Would you retype the records below exactly as they appear?

BEGIN

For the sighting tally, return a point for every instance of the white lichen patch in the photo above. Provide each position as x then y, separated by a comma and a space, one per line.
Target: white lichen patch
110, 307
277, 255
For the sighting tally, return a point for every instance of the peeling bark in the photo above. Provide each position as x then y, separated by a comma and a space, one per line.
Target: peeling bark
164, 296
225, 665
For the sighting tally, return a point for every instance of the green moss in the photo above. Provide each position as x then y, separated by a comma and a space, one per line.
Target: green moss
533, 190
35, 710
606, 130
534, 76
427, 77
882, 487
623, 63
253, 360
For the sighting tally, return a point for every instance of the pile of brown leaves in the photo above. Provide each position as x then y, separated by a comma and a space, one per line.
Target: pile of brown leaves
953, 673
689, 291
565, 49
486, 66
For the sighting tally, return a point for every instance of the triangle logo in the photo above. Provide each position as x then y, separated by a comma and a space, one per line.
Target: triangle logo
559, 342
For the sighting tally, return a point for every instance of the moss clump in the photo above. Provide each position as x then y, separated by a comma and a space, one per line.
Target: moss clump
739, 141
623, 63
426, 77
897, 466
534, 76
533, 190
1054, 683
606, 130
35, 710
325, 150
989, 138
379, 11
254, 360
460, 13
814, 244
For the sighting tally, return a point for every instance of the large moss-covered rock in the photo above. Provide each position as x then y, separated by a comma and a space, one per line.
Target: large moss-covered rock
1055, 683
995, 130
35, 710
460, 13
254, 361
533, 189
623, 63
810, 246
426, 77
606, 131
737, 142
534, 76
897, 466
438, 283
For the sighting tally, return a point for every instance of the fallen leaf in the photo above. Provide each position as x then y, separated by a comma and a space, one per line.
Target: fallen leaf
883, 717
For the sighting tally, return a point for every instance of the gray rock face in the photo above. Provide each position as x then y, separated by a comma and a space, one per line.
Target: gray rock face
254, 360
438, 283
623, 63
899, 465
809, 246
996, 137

END

▶ _Written solution_:
For the sighting tally, return a point for every instance of the white lichen patch in the photo above. Provide each position as x then y, separated by a comma and a space, one per line.
Target: white lichen patch
110, 307
277, 255
For the sighting tally, return a point for every instance of the peeling bark in the photo above. Provide each position as x then y, separated by a comma and a space, one per line.
Target: peeling bark
164, 296
225, 665
For the sighting tally, return a point for every instance of the green moss in the photo above. Provide each position as x then y, separated by a comma and a space, one per line.
Target: green moss
533, 190
35, 710
606, 130
534, 76
427, 77
882, 487
623, 63
253, 360
For the sighting tally, return a point for every instance of the pile of brown leaves in the photo above. Provide each position as x then y, separated by a comma and a space, one per line.
Target: pile of brown leaves
953, 673
689, 291
565, 49
486, 66
For the sighting tally, return a point for every instance of the triangle logo in the photo above. Provide each position as x then y, separated by a comma and a space, one per line.
Target: triangle logo
559, 342
For the sighting tally, return a point for every instance of the moss clump in the photo above. Provide each position as x then y, separated by a comma and a space, one per line.
Target: moss clump
739, 141
623, 63
426, 77
897, 466
534, 76
533, 190
1054, 683
606, 130
35, 710
325, 150
989, 138
379, 11
254, 360
460, 13
814, 244
For the sighting tally, return a point for every instance of the large moss-covered rock in the photo above. Provide each position as x then y, separated by a comma and a space, one per line.
Target: large moss-covered rock
1055, 683
995, 130
35, 710
460, 13
254, 361
533, 189
623, 63
810, 246
426, 77
606, 131
737, 142
534, 76
897, 466
438, 283
For the sighting tally, return a point for every instance of the fallen leaf in the photo above. Provide each position as x then y, separated by a comma and a space, one per line.
Target: fallen leaf
883, 717
For the sighting tally, return a point for every instance of the gray rock face in the photo above. Provide each position as x then y, separated by a comma and a space, one per line.
Target: gray rock face
254, 360
438, 283
623, 63
899, 465
809, 246
996, 137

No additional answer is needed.